BLOC DE TEXTE:
────────────────────
Ce sont des soirées qui font du bien ! Les soirées CDEP.
Le 12 décembre 2022Que retenir de notre soirée mensuelle ?
Sommes-nous comme Jésus au milieu des enfants ? Parvenons-nous à être de bons pédagogues pour que tous nos élèves nous comprennent ? Avons-nous un geste pour chacun des enfants qui nous fait face, pour le ramener à nous, pour le faire grandir, pour lui donner la place qui lui convient le mieux dans notre société ?
Assurément, nous ne sommes pas Jésus. Nous avons nos faiblesses, nous nous mettons même parfois en insécurité avec nos élèves, parce que nous sommes des hommes. Imparfaits. Mais Jésus est un modèle, il nous guide, il nous rend capable d'humilité. L'une de nous a dit ce soir qu'elle n'aurait pas choisi ce métier si elle n'avait pas été chrétienne. Sans doute. Heureusement, nous avons tout de même des collègues qui ne sont pas chrétiens mais qui aiment aussi les élèves et sont mus par des objectifs proches des nôtres. Pourquoi ont-ils choisi ce métier ? Peut-être que ces collègues, bien que profs dans le public, rencontreront Jésus un jour : à travers nous, ou à travers les élèves.
Enfin, à la question "Etes-vous heureux ?" (en référence aux dernières lignes du chapitre 8 du livre de Xavier Dufour) ? Oui, nous le sommes au milieu de ces enfants, nous le sommes parce que nous sommes chrétiens et parce que l'espérance nous porte au quotidien, parce que les élèves sont la vie. Mais nous sommes inquiets pour eux : leur permettre de trouver une place qui leur conviendra dans notre société va leur demander de grandir sensiblement, de devenir responsables, de savoir se défendre intellectuellement, de s'impliquer, de s'engager pour eux-mêmes et pour les autres. Pour certains d'entre eux, il y a encore un long chemin à parcourir vers l'honnêteté, l'esprit critique, et l'engagement. Faisons pour eux tout ce que nous pouvons, donnons. Mais acceptons de ne pouvoir tout faire, de ne pas réussir parfois. Confions-les au Seigneur.
────────────────────
DONNÉES ENREGISTRÉES:
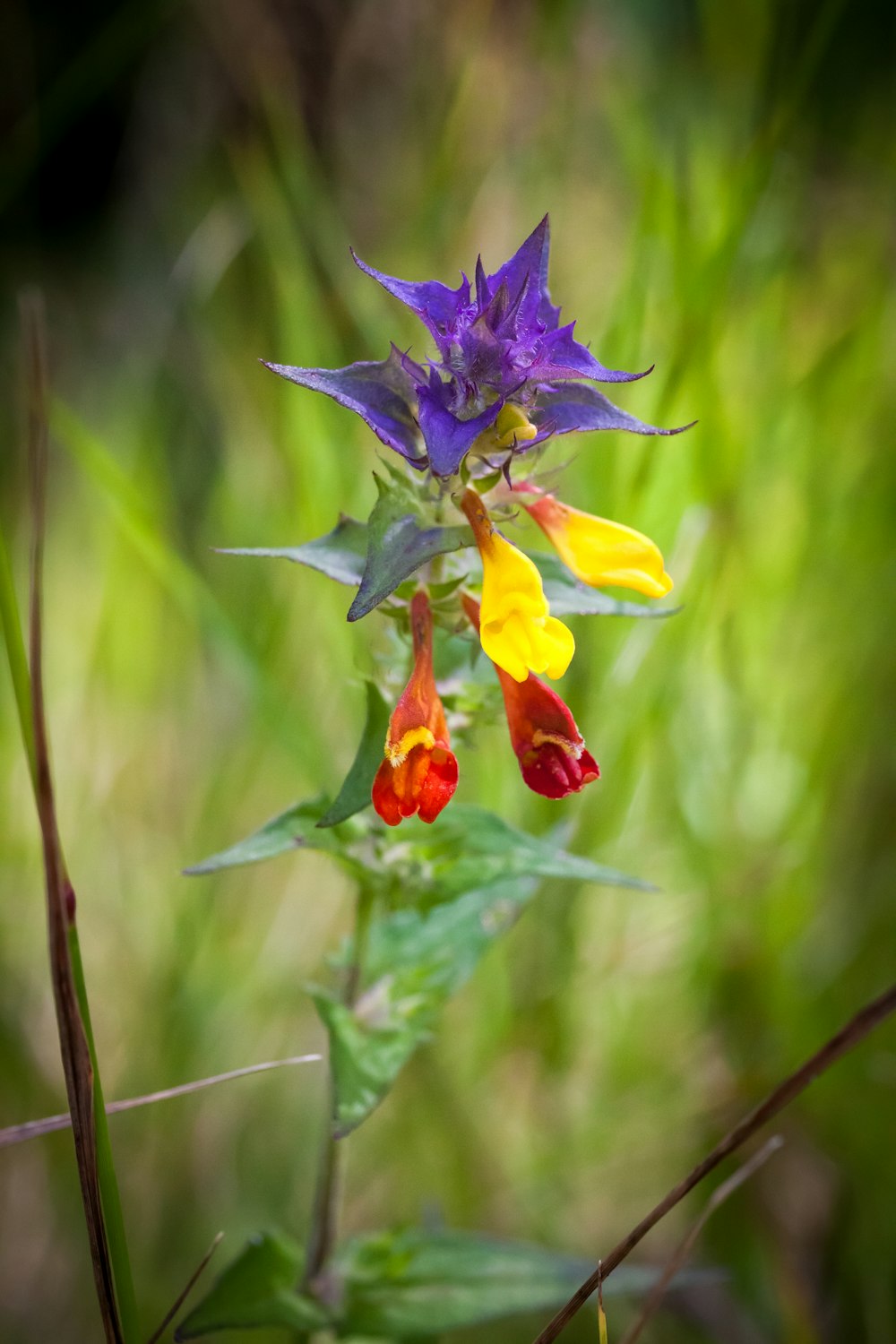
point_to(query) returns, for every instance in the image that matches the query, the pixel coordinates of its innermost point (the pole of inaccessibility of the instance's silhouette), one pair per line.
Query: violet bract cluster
(503, 378)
────────────────────
OBJECTIF: Citez, s'il vous plaît, le passage du texte sur les soirées CDEP qui va de « Sommes-nous comme Jésus » jusqu'à « notre société ? ».

RÉSULTAT:
Sommes-nous comme Jésus au milieu des enfants ? Parvenons-nous à être de bons pédagogues pour que tous nos élèves nous comprennent ? Avons-nous un geste pour chacun des enfants qui nous fait face, pour le ramener à nous, pour le faire grandir, pour lui donner la place qui lui convient le mieux dans notre société ?